■ DOCUMENT SECTION
====
Follow up on Fir Decks

In a much earlier post, I wrote about refinishing the fir decks on our friendship sloop with satin varnish. After a summer that included two boat shows, rafting up with other boats, cruises with dogs, children, multiple adults, and a range of weather let me report on how the decks have held up.
            As a prelude let me say a few more things about cruising with the ship’s wolf. The most important point relating to this post is that our ship’s wolf needs shore leave several times a day. What that means is that wherever we go ashore (often accompanied by children) the elements that make up the shore, mud, sand, or ground seashell, get tracked back aboard no matter how careful we are, and that’s just part of the game.
            Since the very nature of the type of cruising we do dictates a certain amount of wear on the deck finish, I am actually surprised and rather pleased by how well our decks have held up his season. The finish looks very good, and perhaps more to the point, areas of wear are easy to repair with a little light sanding and more varnish.
            I have to say that this fits in very well with our overall maintenance scheme. I don’t mind regular maintenance, if it is easy to do. What I am trying to avoid is the kind of thing that involves toxic solvents and respirators just to do repairs and yearly touch ups.
            By way of contrast, the toe rails of the boat and the spars came to us with a two part synthetic varnish called Bristol Finish. The advantage to this finish is that there is no sanding between coats and it dries into a very hard finish, quite appropriate for toe-rails and spars. However, my experience has been that when Bristol Finish goes bad it goes bad in a big way, totally exposing the wood and allowing moisture to creep underneath the finish and lift in surrounding areas. On the whole, it is a very good product, but is difficult to repair and you need to use a respirator, gloves, and you need to be careful what kind of container you mix it in. With the varnish, I just lightly hand sand and apply another coat: done. So as far as our fir decks are concerned, I am sticking with the varnish, it looks great, has weathered well, and is easy to maintain.
====
■ EXERCISE PROMPT
Return the passage of the fir deck post between "Since the very" and "yearly touch ups.", inclusive, copied word for word. The lines that follow come from a different source than the fir deck post.
====
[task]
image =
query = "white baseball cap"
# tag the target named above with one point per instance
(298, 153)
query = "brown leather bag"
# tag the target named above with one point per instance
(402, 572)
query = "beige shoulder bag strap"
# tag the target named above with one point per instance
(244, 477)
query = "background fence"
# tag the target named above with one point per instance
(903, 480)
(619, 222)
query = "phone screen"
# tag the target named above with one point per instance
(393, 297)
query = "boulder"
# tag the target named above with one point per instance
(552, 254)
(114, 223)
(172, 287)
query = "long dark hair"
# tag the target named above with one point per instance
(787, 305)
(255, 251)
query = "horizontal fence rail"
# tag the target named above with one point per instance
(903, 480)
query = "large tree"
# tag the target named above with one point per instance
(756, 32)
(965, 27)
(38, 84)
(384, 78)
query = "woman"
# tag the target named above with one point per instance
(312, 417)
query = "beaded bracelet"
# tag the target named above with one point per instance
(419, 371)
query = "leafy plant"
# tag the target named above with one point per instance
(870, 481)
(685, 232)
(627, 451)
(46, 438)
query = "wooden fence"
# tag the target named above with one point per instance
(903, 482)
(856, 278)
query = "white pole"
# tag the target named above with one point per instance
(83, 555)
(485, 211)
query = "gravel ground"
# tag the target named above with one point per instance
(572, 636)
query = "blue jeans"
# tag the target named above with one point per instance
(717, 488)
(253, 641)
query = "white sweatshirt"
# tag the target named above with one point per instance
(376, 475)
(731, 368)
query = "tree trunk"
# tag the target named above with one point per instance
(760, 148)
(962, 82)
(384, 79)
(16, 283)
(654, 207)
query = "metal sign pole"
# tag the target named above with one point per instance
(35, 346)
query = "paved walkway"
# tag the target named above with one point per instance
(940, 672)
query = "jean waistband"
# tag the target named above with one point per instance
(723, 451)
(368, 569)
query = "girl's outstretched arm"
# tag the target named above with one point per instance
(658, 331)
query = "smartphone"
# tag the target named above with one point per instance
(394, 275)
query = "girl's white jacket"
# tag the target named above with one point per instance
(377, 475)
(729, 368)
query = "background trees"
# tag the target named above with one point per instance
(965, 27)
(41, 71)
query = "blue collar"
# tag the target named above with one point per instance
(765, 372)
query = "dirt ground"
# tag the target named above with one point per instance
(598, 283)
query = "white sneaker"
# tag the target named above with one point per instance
====
■ ANSWER SECTION
Since the very nature of the type of cruising we do dictates a certain amount of wear on the deck finish, I am actually surprised and rather pleased by how well our decks have held up his season. The finish looks very good, and perhaps more to the point, areas of wear are easy to repair with a little light sanding and more varnish.
            I have to say that this fits in very well with our overall maintenance scheme. I don’t mind regular maintenance, if it is easy to do. What I am trying to avoid is the kind of thing that involves toxic solvents and respirators just to do repairs and yearly touch ups.